═════ Materials provided
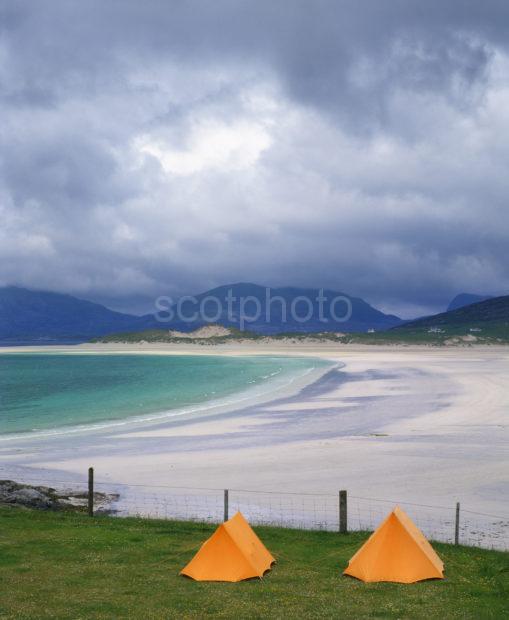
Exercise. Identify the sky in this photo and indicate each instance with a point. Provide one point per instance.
(166, 147)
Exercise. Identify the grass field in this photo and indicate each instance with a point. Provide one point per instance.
(64, 565)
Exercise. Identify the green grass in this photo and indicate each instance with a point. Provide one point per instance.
(62, 565)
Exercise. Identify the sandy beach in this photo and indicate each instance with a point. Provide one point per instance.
(410, 424)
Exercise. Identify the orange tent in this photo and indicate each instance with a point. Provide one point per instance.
(396, 551)
(233, 553)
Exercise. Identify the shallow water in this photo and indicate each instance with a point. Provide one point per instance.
(49, 391)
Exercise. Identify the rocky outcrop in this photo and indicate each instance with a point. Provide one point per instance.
(46, 498)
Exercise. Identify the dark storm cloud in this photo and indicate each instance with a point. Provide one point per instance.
══════════
◆ Try it:
From the line holding "Exercise. Identify the orange" to the final line of the data, repeat every line exactly. Leave out all the rest.

◆ Exercise result:
Exercise. Identify the orange tent in this photo and indicate each instance with a point. Provide one point per instance.
(396, 551)
(233, 553)
Exercise. Identify the shallow water in this photo and indicate each instance with a point. Provide one point per instance.
(49, 391)
Exercise. Identify the rocky outcrop in this photo and indicate each instance with a point. Provide one point per instance.
(46, 498)
Exercise. Identify the dark storm cloud in this photo and indicate each instance with a point. Provide one point per instance.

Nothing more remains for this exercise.